I use the word map because throughout Narrative Discourse Genette relies on spatial metaphors to describe the temporal operations of narrative. He speaks of “narrative information that has its degrees” (162), and describes “the Proustian scene as a ‘magnetic pole’” (111). In the chapter “Order,” he writes, “pinpointing and measuring these narrative anachronies … implicitly assume the existence of a kind of zero degree that would be a condition of perfect temporal correspondence between narrative and story” (35–36). In the chapter “Mood,” Genette characterizes narrative as “keep[ing] a greater or lesser distance from what it tells” (163) and reminds us that this “common and convenient spatial metaphor … is not to be taken literally” (162). However, he continues to use the metaphor of the “degree zero” as he strives to locate “a reference point for a rigorous comparison of real durations” (86, 87). In defining narrative speed, he writes, “we mean the relationship between a temporal dimension and a spatial dimension (so many meters per second, so many seconds per meter)” (87). The zero degree is thus necessary to structure the oppositions between before and after, then and now, Pym and Poe.

There is a longitudinal rhetoric and logic to Genette’s assumption of “the existence of a kind of zero degree.” His search for a way to measure “real durations” is, bizarre as the analogy might seem, narrative theory’s equivalent of the scientific desire for a chronometer. Historian of science Dava Sobel tells the story of John Harrison, the English clockmaker who invented a chronometer that could keep track of time at sea. This invention was so important to English imperial ambitions that the British Parliament passed “The Longitude Act of 1714,” which would reward millions of dollars in today’s valuation to the person who invented a clock that could determine longitude. The difficulty lay in constructing an instrument that would be immune to the climate changes, alterations in atmospheric pressure, and a ship’s vacillations. What was needed was a chronometer that would not only mark the passage of time aboard ship but also maintain the time of the ship’s point of origination. For every hour that the ship has traveled from the home port, that ship has traveled fifteen degrees of longitude. Without knowing home port time, ships did not know where they were, which often had terrible consequences. Sobel describes one “miserable history [that] relates quintessential horror stories of death by scurvy and thirst, of ghosts in the rigging … of drowned corpses fouling the beaches.”8

Without knowing their longitude, which is only possible with a chronometer, a shipwreck like this, with all its gothic terrors, awaits Pym and company. Indeed, Sobel’s story sounds an awful lot like chapter 10 of Pym, in which the narrator describes “twenty-five or thirty human bodies … scattered about between the counter and the galley, in the last and most loathsome state of putrefaction” (124). The potential for gothic effect is heightened by the absence of a chronometer (Sobel would not put it quite this way, but Poe might), and Poe is certainly aware of the fact and importance of chronometers (a chronometer appears in “The Unparalleled Adventure of One Hans Pfaall”). Harrison had built a functioning chronometer as early as 1770, which means that the navigators aboard the Grampus would have had access to one. Third, and most importantly, Poe tells us in chapter 4 that Augustus’s father had a chronometer: “the first mate, eyeing [Augustus’s father] with an expression of fiendish derision, and deliberately searching his pockets, from which he presently drew forth a large wallet and a chronometer” (85). The chronometer is one of two timepieces aboard the ship, the other being the watch that Augustus puts in Pym’s hiding place and which frequently runs down. It is the chronometer, however, that is the important instrument for measuring time, and it mysteriously disappears from the narrative. What the mate has done with the chronometer is never explained, but his fate is: in reaction to Pym’s disguise as Rogers’s corpse, the mate “fell back, stone dead” (112). Was the chronometer with him when he fell stone dead? Did it break? If not, where did it go?

■ **Given request 1**
Recast the records from the line with "Place one marker on every instance of the caudal" up to and including the line with "pixel 319 516" as a Markdown table with the columns Row and Record line, where Row gives each line's number. Omit any blank lines.

■ **Supplied records**
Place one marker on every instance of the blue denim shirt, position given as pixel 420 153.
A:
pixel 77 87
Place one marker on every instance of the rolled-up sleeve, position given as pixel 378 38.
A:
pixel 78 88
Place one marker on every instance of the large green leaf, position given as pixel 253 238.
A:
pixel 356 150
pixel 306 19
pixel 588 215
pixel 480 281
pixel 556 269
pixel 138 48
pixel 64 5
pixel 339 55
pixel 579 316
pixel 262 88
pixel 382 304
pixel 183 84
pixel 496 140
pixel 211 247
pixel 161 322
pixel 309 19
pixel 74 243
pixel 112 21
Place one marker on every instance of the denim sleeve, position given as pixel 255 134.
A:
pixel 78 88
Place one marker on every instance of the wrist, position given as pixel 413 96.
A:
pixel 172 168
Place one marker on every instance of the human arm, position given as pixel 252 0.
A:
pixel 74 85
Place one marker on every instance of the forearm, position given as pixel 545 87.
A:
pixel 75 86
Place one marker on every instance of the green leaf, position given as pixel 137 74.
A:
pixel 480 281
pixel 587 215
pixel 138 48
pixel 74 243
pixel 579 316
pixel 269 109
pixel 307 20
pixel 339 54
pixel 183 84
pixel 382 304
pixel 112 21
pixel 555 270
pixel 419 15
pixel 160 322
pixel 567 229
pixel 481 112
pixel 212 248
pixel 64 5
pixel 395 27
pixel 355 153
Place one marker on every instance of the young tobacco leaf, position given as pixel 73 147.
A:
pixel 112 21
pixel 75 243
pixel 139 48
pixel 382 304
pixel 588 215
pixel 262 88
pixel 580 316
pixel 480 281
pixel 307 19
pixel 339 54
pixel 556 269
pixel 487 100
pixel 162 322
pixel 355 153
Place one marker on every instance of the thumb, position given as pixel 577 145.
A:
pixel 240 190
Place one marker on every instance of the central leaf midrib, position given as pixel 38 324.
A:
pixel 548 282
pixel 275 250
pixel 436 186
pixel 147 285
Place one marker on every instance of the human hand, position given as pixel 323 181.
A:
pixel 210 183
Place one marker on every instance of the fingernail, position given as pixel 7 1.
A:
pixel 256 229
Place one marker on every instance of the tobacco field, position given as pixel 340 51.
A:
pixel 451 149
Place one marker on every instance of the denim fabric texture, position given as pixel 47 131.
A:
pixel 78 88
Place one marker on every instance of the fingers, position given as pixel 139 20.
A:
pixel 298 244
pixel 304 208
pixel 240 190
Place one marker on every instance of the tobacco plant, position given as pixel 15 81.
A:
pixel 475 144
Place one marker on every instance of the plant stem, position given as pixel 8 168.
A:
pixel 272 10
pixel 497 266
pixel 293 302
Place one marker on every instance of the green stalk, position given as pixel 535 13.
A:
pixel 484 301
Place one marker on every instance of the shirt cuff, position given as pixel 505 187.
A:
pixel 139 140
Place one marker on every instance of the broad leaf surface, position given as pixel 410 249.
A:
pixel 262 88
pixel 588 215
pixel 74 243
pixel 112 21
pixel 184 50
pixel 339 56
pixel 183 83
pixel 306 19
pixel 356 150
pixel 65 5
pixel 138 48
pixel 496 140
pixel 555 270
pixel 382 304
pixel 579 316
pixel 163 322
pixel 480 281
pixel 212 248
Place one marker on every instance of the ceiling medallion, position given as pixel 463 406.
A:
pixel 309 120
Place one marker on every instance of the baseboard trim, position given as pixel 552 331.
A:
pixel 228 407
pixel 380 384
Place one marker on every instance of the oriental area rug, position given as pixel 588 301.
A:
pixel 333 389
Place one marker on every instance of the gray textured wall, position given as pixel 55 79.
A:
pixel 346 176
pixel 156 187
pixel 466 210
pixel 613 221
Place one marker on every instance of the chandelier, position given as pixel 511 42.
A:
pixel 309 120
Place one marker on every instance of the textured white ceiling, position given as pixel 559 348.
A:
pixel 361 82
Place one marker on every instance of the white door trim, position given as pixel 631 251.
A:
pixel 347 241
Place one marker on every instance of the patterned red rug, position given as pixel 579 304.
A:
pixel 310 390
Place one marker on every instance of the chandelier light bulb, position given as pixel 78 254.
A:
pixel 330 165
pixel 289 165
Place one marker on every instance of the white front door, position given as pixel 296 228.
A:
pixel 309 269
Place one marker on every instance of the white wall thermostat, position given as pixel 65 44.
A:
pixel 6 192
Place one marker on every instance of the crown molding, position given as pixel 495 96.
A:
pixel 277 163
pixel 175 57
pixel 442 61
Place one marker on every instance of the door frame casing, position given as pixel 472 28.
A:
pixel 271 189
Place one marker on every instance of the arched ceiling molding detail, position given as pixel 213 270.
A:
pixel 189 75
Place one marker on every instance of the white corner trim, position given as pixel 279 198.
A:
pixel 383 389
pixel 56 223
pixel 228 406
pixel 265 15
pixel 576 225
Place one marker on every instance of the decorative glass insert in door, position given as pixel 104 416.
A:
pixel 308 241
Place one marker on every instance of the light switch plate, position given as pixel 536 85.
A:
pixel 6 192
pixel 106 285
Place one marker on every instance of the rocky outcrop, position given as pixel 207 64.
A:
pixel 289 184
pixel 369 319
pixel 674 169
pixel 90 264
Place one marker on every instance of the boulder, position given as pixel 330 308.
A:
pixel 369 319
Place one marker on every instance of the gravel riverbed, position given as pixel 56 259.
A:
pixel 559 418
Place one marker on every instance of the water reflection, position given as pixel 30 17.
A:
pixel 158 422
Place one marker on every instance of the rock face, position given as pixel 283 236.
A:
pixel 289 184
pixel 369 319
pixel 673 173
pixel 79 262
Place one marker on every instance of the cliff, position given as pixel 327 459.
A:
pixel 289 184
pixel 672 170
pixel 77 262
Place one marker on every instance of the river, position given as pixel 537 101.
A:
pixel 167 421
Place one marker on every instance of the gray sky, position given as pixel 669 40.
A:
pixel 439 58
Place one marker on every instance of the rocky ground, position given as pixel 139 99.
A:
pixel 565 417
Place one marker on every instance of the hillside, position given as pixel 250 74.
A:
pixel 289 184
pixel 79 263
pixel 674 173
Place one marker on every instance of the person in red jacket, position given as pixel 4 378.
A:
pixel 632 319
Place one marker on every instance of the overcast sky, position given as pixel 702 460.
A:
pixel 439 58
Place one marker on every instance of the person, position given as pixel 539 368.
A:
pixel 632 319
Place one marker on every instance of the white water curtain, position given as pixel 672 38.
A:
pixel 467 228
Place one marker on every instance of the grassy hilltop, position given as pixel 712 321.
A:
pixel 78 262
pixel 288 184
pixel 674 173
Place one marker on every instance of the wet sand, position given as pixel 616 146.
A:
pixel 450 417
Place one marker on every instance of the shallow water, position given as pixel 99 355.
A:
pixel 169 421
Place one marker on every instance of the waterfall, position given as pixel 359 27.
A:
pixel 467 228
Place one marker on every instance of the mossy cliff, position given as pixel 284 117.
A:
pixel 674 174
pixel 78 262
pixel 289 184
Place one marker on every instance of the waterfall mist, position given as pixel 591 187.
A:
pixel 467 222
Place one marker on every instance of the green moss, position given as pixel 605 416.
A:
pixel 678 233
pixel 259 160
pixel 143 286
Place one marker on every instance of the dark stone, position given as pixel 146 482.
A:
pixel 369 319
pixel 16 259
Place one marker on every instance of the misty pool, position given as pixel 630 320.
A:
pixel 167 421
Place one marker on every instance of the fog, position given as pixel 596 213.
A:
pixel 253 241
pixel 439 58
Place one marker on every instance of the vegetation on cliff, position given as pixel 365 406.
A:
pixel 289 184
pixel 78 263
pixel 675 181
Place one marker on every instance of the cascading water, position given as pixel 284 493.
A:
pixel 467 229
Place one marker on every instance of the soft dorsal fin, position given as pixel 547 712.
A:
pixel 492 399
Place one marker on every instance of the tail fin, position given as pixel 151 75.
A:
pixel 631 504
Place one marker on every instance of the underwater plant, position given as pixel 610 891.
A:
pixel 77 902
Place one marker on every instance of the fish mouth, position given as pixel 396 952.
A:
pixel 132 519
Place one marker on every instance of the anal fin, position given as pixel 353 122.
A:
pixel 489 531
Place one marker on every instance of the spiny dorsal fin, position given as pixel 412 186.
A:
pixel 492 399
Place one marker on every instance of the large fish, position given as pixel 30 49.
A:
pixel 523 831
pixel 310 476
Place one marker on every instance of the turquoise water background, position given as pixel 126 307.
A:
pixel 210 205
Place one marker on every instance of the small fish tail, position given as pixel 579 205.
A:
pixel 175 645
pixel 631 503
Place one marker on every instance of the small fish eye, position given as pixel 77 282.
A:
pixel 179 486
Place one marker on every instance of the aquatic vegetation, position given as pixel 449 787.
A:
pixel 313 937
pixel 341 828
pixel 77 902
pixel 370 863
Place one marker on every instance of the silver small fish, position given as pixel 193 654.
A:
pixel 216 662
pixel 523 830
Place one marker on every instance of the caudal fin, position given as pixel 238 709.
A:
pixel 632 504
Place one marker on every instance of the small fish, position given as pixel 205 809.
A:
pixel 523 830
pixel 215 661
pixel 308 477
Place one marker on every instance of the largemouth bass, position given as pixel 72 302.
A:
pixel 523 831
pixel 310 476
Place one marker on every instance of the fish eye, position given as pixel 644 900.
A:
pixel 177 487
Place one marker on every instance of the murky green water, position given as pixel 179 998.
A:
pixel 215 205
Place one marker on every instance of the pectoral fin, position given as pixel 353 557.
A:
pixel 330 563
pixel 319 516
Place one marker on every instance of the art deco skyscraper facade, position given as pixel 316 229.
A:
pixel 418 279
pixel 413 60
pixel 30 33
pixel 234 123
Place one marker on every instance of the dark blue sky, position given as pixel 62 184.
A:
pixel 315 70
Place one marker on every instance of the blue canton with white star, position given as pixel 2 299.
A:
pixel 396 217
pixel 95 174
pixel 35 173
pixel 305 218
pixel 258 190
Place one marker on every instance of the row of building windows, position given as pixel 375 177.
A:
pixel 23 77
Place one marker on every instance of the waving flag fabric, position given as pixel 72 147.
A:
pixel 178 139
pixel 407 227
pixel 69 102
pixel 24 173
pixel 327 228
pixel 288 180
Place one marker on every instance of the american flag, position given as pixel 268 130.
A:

■ **Given request 2**
Condense the paragraph of the essay on Genette and Pym that begins "There is a longitudinal rhetoric" into a shorter paragraph that keeps its main facts.

■ **Task output 1**
| Row | Record line |
|---|---|
| 1 | Place one marker on every instance of the caudal fin, position given as pixel 238 709. |
| 2 | A: |
| 3 | pixel 632 504 |
| 4 | Place one marker on every instance of the small fish, position given as pixel 205 809. |
| 5 | A: |
| 6 | pixel 523 830 |
| 7 | pixel 215 661 |
| 8 | pixel 308 477 |
| 9 | Place one marker on every instance of the largemouth bass, position given as pixel 72 302. |
| 10 | A: |
| 11 | pixel 523 831 |
| 12 | pixel 310 476 |
| 13 | Place one marker on every instance of the fish eye, position given as pixel 644 900. |
| 14 | A: |
| 15 | pixel 177 487 |
| 16 | Place one marker on every instance of the murky green water, position given as pixel 179 998. |
| 17 | A: |
| 18 | pixel 215 205 |
| 19 | Place one marker on every instance of the pectoral fin, position given as pixel 353 557. |
| 20 | A: |
| 21 | pixel 330 563 |
| 22 | pixel 319 516 |

■ **Task output 2**
Genette's assumption of a zero degree follows a longitudinal logic: his search for a way to measure "real durations" is narrative theory's equivalent of the scientific desire for a chronometer. Historian of science Dava Sobel tells how the English clockmaker John Harrison invented a chronometer that could keep time at sea. This mattered so much to English imperial ambitions that Parliament passed "The Longitude Act of 1714," offering a reward worth millions of dollars today for a clock that could determine longitude. The instrument had to resist climate changes, shifts in atmospheric pressure, and a ship's vacillations. It also had to keep the time of the ship's home port, since every hour a ship traveled from that port meant fifteen degrees of longitude. Ships that lacked home port time did not know where they were, often with terrible results. Sobel recounts horror stories of death by scurvy and thirst and of drowned corpses fouling the beaches.